* **To be done**: Repeat each line exactly as it is written.

--- begin The data ---

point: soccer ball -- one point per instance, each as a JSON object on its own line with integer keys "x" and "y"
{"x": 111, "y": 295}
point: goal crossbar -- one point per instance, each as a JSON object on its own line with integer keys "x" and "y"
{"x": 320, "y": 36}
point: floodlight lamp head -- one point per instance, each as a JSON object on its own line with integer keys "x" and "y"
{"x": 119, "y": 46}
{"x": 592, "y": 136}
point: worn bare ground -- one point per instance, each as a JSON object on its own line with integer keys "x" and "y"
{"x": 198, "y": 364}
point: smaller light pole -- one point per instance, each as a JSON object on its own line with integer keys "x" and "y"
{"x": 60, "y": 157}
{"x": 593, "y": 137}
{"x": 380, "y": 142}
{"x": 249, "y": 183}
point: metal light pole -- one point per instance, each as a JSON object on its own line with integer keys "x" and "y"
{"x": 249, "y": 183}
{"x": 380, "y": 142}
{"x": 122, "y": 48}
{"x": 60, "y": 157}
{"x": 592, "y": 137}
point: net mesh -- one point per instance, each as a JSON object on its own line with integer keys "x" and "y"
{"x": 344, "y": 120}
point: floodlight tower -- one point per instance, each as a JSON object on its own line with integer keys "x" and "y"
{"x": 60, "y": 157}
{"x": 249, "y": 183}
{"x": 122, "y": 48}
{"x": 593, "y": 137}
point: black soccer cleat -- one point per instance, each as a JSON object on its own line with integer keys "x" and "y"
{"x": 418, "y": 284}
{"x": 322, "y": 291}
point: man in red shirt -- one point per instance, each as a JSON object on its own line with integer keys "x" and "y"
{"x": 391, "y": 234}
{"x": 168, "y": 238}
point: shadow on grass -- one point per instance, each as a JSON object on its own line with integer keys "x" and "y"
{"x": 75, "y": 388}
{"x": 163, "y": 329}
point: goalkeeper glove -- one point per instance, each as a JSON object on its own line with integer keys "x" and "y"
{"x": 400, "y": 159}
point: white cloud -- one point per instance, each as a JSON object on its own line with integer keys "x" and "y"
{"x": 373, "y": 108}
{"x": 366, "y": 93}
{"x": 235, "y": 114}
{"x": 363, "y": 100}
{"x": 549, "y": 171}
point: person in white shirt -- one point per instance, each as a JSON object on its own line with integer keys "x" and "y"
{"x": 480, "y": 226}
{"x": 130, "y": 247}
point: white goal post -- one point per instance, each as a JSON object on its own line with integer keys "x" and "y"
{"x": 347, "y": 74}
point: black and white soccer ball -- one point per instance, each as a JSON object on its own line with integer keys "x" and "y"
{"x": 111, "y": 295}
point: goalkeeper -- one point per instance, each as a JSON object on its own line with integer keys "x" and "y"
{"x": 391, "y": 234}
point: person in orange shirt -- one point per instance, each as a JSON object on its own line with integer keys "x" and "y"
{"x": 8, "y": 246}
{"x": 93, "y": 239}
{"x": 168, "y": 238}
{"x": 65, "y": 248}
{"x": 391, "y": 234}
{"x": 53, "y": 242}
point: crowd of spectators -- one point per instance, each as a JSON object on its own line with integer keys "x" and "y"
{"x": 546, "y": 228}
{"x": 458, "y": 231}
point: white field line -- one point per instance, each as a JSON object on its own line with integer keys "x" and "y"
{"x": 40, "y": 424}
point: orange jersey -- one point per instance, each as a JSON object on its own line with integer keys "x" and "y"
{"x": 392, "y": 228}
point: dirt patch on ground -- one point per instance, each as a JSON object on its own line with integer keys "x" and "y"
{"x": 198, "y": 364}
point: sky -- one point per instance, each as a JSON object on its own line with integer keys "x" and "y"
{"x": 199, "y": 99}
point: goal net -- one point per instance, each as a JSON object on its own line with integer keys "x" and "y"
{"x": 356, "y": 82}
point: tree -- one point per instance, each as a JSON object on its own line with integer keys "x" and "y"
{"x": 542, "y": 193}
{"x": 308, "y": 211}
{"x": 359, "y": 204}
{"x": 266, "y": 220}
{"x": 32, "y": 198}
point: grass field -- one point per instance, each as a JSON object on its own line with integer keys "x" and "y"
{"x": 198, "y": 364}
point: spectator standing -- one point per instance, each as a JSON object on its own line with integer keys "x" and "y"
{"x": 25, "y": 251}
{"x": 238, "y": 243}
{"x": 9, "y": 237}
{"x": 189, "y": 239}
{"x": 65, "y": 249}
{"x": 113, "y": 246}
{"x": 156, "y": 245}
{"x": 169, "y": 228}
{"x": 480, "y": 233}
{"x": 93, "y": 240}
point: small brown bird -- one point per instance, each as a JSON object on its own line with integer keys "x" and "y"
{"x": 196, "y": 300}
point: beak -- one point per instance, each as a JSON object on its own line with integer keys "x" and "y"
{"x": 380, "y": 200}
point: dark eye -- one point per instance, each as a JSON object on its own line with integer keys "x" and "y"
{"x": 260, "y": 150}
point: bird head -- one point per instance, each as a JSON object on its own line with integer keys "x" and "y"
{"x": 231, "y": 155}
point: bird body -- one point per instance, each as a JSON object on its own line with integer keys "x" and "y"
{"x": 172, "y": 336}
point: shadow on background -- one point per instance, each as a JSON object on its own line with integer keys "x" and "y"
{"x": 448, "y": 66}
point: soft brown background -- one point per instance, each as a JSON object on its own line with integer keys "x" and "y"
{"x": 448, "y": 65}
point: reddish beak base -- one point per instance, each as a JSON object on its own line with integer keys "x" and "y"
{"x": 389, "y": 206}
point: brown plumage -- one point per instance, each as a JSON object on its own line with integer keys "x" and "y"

--- end The data ---

* **Output of the task**:
point: soccer ball -- one point per instance, each as a JSON object on its own line with integer keys "x" and "y"
{"x": 111, "y": 295}
point: goal crossbar -- one point per instance, each as a JSON object on its own line with integer keys "x" and "y"
{"x": 320, "y": 36}
point: floodlight lamp head -- one point per instance, each as a JSON object on its own line with integer keys "x" and "y"
{"x": 119, "y": 46}
{"x": 592, "y": 136}
point: worn bare ground -- one point per instance, each as a JSON object on its own line with integer keys "x" and "y"
{"x": 198, "y": 364}
point: smaller light pole -- one point per instance, each as a JSON object on its own line with integer keys "x" and "y"
{"x": 60, "y": 157}
{"x": 593, "y": 137}
{"x": 380, "y": 142}
{"x": 249, "y": 183}
point: metal light pole -- one point per instance, each as a JSON object on its own line with integer keys "x" and "y"
{"x": 249, "y": 183}
{"x": 380, "y": 142}
{"x": 122, "y": 48}
{"x": 60, "y": 157}
{"x": 592, "y": 137}
point: net mesh -- one point per instance, each as a JSON object on its own line with integer keys "x" and "y"
{"x": 344, "y": 120}
point: floodlight tower -- one point per instance, each as a JSON object on its own line with integer keys "x" and "y"
{"x": 60, "y": 157}
{"x": 249, "y": 183}
{"x": 122, "y": 48}
{"x": 593, "y": 137}
point: black soccer cleat -- one point per instance, each as a JSON object on its own line with integer keys "x" and "y"
{"x": 418, "y": 284}
{"x": 322, "y": 291}
point: man in red shirt -- one point per instance, each as a JSON object on its own line with integer keys "x" and "y"
{"x": 391, "y": 234}
{"x": 168, "y": 238}
point: shadow on grass -- one point per instance, each as a JSON object on its own line with integer keys "x" and "y"
{"x": 75, "y": 388}
{"x": 163, "y": 329}
point: goalkeeper glove -- one point per instance, each as a JSON object on its own line with integer keys "x" and "y"
{"x": 400, "y": 159}
point: white cloud -- one point per instance, each as a JSON object on its own line with integer keys "x" and "y"
{"x": 373, "y": 108}
{"x": 366, "y": 93}
{"x": 235, "y": 114}
{"x": 363, "y": 100}
{"x": 549, "y": 171}
point: person in white shirt -- one point per instance, each as a JSON object on its own line with integer keys "x" and "y"
{"x": 480, "y": 226}
{"x": 130, "y": 247}
point: white goal post -- one point per instance, each as a JSON object on its own line with integer keys "x" and "y"
{"x": 347, "y": 74}
point: black and white soccer ball -- one point per instance, each as a JSON object on its own line with integer keys "x" and "y"
{"x": 111, "y": 295}
point: goalkeeper -- one point per instance, each as a JSON object on its own line with integer keys "x" and "y"
{"x": 391, "y": 234}
point: person in orange shirt -- one point per instance, each as a JSON object on its own line with integer keys "x" and "y"
{"x": 8, "y": 246}
{"x": 93, "y": 239}
{"x": 168, "y": 238}
{"x": 65, "y": 248}
{"x": 391, "y": 234}
{"x": 53, "y": 242}
point: crowd of spectators -- one point per instance, each as a JSON object on its own line with integer keys "x" and "y"
{"x": 546, "y": 228}
{"x": 458, "y": 231}
point: white field line -- one point per instance, each as a JSON object on its own line with integer keys "x" and "y"
{"x": 40, "y": 424}
point: orange jersey -- one point per instance, each as a JSON object on its own line with integer keys "x" and "y"
{"x": 392, "y": 228}
point: dirt patch on ground -- one point per instance, each as a JSON object on its own line with integer keys "x" and "y"
{"x": 198, "y": 364}
point: sky -- one point per instance, each as a JSON object on its own line with integer keys "x" and "y"
{"x": 199, "y": 99}
point: goal net -- one point per instance, each as a JSON object on its own line with integer keys "x" and "y"
{"x": 356, "y": 82}
point: tree -- one point per instance, each as a JSON object on its own line with integer keys "x" and "y"
{"x": 542, "y": 193}
{"x": 308, "y": 211}
{"x": 359, "y": 204}
{"x": 266, "y": 220}
{"x": 32, "y": 198}
point: grass field -- one point per instance, each as a JSON object on its own line with integer keys "x" and "y"
{"x": 198, "y": 364}
point: spectator standing -- one point per instance, each as a JSON object on its own line with integer keys "x" and "y"
{"x": 25, "y": 251}
{"x": 238, "y": 243}
{"x": 9, "y": 237}
{"x": 189, "y": 239}
{"x": 65, "y": 249}
{"x": 113, "y": 246}
{"x": 156, "y": 245}
{"x": 169, "y": 228}
{"x": 480, "y": 233}
{"x": 93, "y": 240}
point: small brown bird -- one point per instance, each as a JSON object on its own line with integer keys "x" and "y"
{"x": 196, "y": 300}
point: beak -- one point per instance, each as a JSON object on its own line with integer keys "x" and "y"
{"x": 380, "y": 200}
point: dark eye -- one point per instance, each as a JSON object on its own line with integer keys "x" and "y"
{"x": 260, "y": 150}
point: bird head -- one point per instance, each as a JSON object on its own line with integer keys "x" and "y"
{"x": 231, "y": 155}
point: bird body -- one point per instance, each as a JSON object on its own line with integer keys "x" and "y"
{"x": 172, "y": 336}
point: shadow on background -- one point per instance, each as a JSON object on its own line with integer keys "x" and "y"
{"x": 448, "y": 66}
point: soft brown background -- one point per instance, each as a JSON object on its own line with integer keys "x" and "y"
{"x": 448, "y": 65}
point: reddish beak base -- one point per instance, each as a JSON object on its own line with integer keys "x" and "y"
{"x": 389, "y": 206}
point: brown plumage -- one point per instance, each as a JSON object on its own line with integer keys "x" and "y"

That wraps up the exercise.